▶ [EXERCISE TASKS]:
- a) In the smart meter passage, how far off do even the most ardent supporters say widespread adoption of new energy supply alternatives is?
- b) Carry the smart meter passage forward from its final sentence, in the same voice.

▶ [GIVEN TEXT]:
»»

Ironically, with all these predictions in the headlines, the meter is quietly transforming into a new and improved version of itself. But, will this new and improved “smart meter” stand the test of time, or will it fizzle out like a New Year’s Celebration sparkler? I believe we are certainly in a state of transformation in how we power our world. We all know that technology evolves exponentially and that these “crazy ideas” of a world where electricity is too cheap to meter will most likely come. The only question is when.
Even the most ardent supporters of these new energy supply alternatives concede we are likely at minimum a few decades away from widespread adoption of these paradigm changing technologies. In the meantime, the electricity supply and demand curves will rapidly converge over the next several years, and thus, the importance of the smart meter and all the benefits they bring to ensuring a cheap, reliable and sustainable source of power will be unquestionable.

««

▶ [AVAILABLE DATA]:

»»

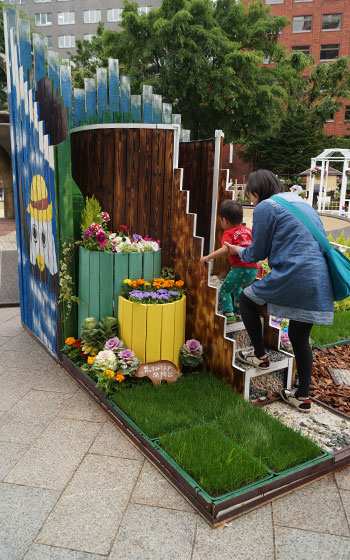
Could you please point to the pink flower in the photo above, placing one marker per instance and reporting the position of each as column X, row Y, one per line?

««

▶ [TASK-BY-TASK RESULTS]:
- a) At minimum a few decades away.

- b)
While the headlines and hype about large smart meter rollouts seem to have faded a bit, I believe these intelligent devices will slowly and methodically continue to propagate the electricity grids across the developed world.
Sometime in the next decade we will read the headline that 80% of the world’s electricity meters are now smart. This headline will go largely unnoticed, as by then; smart meters and smart grids will be taken for granted. The innovative ideas and technologies that accompany these intelligent devices will help us better manage the generation, transmission, distribution and consumption of this civilization building commodity we call electricity.